Location annotation dataset excerpts ▸

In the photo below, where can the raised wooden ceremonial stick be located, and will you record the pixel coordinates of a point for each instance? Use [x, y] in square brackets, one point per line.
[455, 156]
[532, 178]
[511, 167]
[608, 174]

THE REQUEST ▸ Change "ceremonial stick" to "ceremonial staff" in the lines above and leave everything else as it is.

EXPECTED ANSWER ▸
In the photo below, where can the raised wooden ceremonial staff be located, and will you record the pixel coordinates of a point for each instance? Use [x, y] in square brackets, one point per line.
[455, 156]
[532, 178]
[511, 167]
[608, 174]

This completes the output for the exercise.